■ **Requirement**: Move every x and y coordinate in the answers up by 128 and write out all the items from the line containing "[point] every instance of the green" through the end of the items, including the request lines.

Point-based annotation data
START
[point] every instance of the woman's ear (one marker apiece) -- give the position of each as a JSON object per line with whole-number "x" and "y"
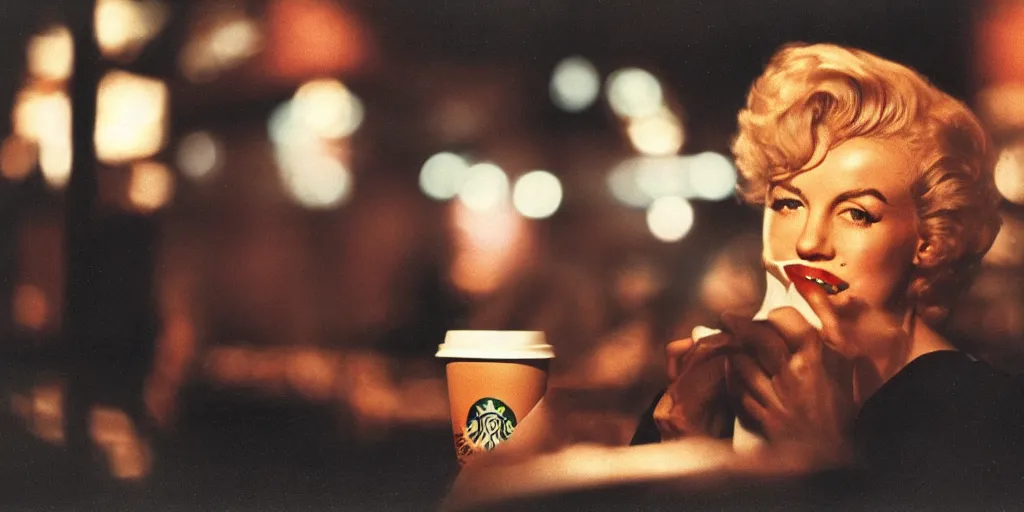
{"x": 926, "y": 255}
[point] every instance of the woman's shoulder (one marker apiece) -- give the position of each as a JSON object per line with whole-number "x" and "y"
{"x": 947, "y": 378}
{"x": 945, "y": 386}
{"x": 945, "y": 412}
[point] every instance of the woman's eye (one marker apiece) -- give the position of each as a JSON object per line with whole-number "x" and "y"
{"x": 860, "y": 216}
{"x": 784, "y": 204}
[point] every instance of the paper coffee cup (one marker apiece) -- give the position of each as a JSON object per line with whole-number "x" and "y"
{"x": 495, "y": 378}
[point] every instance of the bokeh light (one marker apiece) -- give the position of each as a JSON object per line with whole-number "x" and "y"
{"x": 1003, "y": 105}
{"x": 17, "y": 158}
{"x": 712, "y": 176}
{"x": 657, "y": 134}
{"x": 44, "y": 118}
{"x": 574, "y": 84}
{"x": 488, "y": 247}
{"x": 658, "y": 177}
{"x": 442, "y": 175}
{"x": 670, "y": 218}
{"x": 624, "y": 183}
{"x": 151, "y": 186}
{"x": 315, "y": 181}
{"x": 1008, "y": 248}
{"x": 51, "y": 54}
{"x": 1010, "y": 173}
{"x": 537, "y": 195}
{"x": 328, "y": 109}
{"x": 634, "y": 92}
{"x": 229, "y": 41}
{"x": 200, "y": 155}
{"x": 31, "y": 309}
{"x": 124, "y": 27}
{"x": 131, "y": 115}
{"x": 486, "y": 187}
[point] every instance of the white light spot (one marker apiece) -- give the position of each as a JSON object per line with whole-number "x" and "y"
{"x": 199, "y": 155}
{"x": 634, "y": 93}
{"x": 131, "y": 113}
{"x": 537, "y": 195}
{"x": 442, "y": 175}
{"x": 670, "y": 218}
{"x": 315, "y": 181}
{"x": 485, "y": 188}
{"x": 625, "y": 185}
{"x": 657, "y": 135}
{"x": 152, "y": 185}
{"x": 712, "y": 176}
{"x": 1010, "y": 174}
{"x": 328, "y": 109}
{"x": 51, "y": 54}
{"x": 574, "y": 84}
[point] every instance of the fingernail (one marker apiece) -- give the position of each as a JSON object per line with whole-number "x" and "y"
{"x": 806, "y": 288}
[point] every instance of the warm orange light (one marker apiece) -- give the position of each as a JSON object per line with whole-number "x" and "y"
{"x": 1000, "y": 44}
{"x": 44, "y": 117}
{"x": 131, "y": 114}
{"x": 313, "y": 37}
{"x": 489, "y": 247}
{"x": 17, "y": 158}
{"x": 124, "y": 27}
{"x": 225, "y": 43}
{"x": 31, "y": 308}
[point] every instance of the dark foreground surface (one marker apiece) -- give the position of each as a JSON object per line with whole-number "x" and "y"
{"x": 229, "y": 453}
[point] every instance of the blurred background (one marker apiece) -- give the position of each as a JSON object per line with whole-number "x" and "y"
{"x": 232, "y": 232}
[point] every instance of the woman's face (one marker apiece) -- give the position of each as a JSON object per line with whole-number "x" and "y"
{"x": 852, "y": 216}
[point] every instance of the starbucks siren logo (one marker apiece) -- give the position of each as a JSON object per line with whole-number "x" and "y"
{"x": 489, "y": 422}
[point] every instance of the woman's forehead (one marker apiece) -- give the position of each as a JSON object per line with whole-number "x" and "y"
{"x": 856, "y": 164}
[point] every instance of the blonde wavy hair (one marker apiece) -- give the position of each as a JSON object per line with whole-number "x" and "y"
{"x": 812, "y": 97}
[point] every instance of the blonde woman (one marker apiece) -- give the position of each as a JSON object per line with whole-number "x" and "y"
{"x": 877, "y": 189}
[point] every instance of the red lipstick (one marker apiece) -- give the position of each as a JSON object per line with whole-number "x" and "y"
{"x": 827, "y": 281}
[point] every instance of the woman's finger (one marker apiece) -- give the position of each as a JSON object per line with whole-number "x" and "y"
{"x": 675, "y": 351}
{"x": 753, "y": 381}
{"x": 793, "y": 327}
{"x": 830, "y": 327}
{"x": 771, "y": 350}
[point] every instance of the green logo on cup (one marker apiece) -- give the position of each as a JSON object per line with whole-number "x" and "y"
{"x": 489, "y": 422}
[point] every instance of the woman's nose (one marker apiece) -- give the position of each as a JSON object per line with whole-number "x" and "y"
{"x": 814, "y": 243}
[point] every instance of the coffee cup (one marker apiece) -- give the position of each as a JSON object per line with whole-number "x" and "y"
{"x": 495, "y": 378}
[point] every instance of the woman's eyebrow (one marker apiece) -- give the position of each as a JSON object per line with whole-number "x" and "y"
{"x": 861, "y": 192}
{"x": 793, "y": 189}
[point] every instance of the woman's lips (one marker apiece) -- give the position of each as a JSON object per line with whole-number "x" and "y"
END
■ **Answer for this exercise**:
[point] every instance of the green logo on cup (one marker apiece) -- give the position of each as a JSON object per line with whole-number "x" and "y"
{"x": 617, "y": 550}
[point] every instance of the woman's nose (one marker apiece) -- give the position of each as a JSON object per line with whole-number "x" and "y"
{"x": 942, "y": 371}
[point] every instance of the coffee cup (one marker apiece) -- give the position of each as a JSON object per line with whole-number "x" and "y"
{"x": 623, "y": 506}
[point] every instance of the woman's eyebrow (one marker apiece) -- give the position of each as a JSON object per line with whole-number "x" and "y"
{"x": 989, "y": 320}
{"x": 921, "y": 317}
[point] every instance of the woman's lips (one marker apiece) -- give the position of each as a JSON object per line with whole-number "x" and "y"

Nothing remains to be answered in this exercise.